Provided text -
Show HN: Ready-to-use API to convert any web page to PDF using headless Chrome

frenchman99 · on Nov 2, 2017

Saving a webpage to a PDF is literally one command line away:

chromium --headless --disable-gpu --print-to-pdf=google.pdf http://google.com/

What does Apify add in this case?

jancurn · on Nov 2, 2017

You can call the API from anywhere, from resource-constrained servers, Docker containers that cannot run headless Chrome, JavaScript on a website etc. Also, we'll keep adding new features to this act to make it worthwhile to use it, e.g. retries on failures, posting of the file to some URL etc.

xilni · on Nov 2, 2017

This is exactly what I do bundled into a nice function added to my .zshrc

    chromepdf() {
        chrome --headless --disable-gpu --print-to-pdf="$1" $2
    }

sgolestane · on Nov 3, 2017

Is there anyway to make chrome wait until the page loads?

lashkari · on Nov 6, 2017

Looks like it prints automatically once Page.loadEventFired is triggered.

Alternatively, you can run Chrome headless with the remote debugging API (--remote-debugging-port=9222) and send a Page.printToPDF (https://chromedevtools.github.io/devtools-protocol/tot/Page/...) after some delay.

zulln · on Nov 2, 2017

What do you use this for?

nsomaru · on Nov 3, 2017

Save a webpage as a PDF

zulln · on Nov 4, 2017

Did not mean to sound negative, but what is the use-case of saving web pages as PDFs? I understand building in the functionality in something else, but here it sounds like you manually type/paste in URLs on a regular basis.

Edit, I see now that I replied to the wrong comment. It was meant to they who made an alias to it.

nickjj · on Nov 2, 2017

Also if you can't access this command for whatever reason, another option is to open the print dialog box in Chrome and set the destination to "Save as PDF" and it will work. You'll even get to see a preview. It's very useful for 1 off saves where you want to consume a really long post offline in a PDF viewer.

Scarbutt · on Nov 2, 2017

Sure, but the idea is to do it programatically.

scaryclam · on Nov 2, 2017

Thanks, I didn't know that was a thing. I was checking out wkhtmltox earlier this week as well.

Looks like there are a lot of options available for this. I suspect Apify's using one of them.

jancurn · on Nov 2, 2017

Actually we're simply using Puppeteer - see the source code at the bottom of https://www.apify.com/jancurn/url-to-pdf

zulln · on Nov 2, 2017

Any special reason to why you use this over Chrome?

nikisweeting · on Nov 3, 2017

Puppeteer is a scripting library for Chrome, built by the Chrome team.

Natsu · on Nov 3, 2017

There's also wkhtmltopdf that more or less does the same thing using webkit.

Items from a data source:
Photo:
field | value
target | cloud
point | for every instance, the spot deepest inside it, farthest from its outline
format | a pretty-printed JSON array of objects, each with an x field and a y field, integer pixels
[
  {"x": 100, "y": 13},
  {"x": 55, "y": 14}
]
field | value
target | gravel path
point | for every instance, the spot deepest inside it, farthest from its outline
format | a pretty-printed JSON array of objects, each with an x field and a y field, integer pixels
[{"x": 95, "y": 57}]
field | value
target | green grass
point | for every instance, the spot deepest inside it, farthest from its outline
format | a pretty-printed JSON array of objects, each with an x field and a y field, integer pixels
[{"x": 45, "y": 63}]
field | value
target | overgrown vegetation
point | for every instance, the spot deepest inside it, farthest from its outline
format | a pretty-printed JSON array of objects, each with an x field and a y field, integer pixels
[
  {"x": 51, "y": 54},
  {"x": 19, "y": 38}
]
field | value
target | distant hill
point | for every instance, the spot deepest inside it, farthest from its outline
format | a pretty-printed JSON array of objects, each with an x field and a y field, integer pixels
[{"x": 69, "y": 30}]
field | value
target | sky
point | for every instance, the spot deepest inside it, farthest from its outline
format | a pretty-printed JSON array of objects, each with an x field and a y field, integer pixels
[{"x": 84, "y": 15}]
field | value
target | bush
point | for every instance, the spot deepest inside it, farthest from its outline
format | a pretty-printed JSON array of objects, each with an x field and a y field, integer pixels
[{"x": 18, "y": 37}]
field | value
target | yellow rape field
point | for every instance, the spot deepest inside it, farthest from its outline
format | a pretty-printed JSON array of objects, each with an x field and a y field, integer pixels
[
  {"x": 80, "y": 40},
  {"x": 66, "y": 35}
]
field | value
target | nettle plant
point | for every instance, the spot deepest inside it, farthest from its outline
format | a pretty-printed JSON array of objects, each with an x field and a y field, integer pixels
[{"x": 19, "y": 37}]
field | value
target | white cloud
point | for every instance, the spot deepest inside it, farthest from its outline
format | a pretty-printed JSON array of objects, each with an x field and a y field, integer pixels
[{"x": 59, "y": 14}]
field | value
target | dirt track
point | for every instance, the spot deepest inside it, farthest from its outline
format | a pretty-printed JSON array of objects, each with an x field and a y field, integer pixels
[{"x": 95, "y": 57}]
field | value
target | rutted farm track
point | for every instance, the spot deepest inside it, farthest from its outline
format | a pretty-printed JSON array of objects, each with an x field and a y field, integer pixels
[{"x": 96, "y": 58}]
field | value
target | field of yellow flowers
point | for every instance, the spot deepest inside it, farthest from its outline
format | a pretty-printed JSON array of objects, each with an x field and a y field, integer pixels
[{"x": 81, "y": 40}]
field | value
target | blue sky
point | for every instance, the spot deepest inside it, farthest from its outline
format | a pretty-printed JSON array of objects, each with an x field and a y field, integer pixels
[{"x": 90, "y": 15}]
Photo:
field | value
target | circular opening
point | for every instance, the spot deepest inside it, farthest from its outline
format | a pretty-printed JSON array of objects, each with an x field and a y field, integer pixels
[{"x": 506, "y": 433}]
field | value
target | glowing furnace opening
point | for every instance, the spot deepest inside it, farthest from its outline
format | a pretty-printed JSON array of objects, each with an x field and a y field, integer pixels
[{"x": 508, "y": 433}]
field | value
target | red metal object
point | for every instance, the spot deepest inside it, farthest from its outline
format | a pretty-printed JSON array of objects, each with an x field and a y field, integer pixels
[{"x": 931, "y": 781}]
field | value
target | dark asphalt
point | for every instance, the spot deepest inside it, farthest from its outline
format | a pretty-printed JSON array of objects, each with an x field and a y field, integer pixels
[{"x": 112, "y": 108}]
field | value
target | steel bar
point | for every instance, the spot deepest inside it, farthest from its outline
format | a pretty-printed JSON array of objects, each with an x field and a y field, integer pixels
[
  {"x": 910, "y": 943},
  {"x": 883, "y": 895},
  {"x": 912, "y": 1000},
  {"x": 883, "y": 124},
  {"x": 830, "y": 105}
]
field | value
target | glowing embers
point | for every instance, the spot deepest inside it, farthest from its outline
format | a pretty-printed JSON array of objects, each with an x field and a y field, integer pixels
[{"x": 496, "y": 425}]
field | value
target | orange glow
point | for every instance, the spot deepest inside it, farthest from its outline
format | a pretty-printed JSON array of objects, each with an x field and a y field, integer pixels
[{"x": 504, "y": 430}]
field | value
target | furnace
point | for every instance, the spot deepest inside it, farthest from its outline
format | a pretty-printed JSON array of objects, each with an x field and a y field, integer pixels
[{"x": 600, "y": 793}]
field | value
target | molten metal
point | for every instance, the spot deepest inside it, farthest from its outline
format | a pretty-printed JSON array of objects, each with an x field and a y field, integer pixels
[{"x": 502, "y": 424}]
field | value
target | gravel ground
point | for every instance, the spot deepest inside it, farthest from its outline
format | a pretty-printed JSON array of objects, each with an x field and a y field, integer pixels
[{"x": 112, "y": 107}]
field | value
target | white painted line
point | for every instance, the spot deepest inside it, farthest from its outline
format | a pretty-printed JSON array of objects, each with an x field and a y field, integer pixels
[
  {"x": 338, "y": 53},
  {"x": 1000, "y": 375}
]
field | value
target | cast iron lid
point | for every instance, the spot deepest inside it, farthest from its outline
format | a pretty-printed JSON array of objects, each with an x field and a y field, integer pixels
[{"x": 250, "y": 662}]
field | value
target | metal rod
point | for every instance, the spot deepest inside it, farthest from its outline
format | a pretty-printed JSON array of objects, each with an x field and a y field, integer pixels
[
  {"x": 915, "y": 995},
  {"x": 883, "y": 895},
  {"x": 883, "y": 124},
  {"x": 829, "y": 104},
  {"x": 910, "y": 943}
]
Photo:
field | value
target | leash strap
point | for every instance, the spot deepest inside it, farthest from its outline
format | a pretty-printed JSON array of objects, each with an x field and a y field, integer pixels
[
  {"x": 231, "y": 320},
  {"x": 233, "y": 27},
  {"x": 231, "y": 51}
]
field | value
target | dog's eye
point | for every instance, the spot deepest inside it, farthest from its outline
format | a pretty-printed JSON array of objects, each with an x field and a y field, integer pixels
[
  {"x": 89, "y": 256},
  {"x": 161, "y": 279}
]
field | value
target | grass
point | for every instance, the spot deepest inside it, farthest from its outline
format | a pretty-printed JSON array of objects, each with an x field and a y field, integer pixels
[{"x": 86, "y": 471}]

Work to complete -
- a) Rewrite the stretch of the headless Chrome PDF thread from "Looks like it" through "after some delay.", changing "9222" to "9333".
- b) Answer these questions about the headless Chrome PDF thread:
(i) What file name does frenchman99's command give the PDF it saves?
(ii) Which library does jancurn say Apify uses?
(iii) According to Natsu, what does wkhtmltopdf use?
- c) List every distinct command-line flag beginning with "--" that appears in the headless Chrome PDF thread.

Answers per task -
- a)
Looks like it prints automatically once Page.loadEventFired is triggered.

Alternatively, you can run Chrome headless with the remote debugging API (--remote-debugging-port=9333) and send a Page.printToPDF (https://chromedevtools.github.io/devtools-protocol/tot/Page/...) after some delay.

- b)
(i) google.pdf
(ii) Puppeteer
(iii) Webkit

- c)
--headless
--disable-gpu
--print-to-pdf
--remote-debugging-port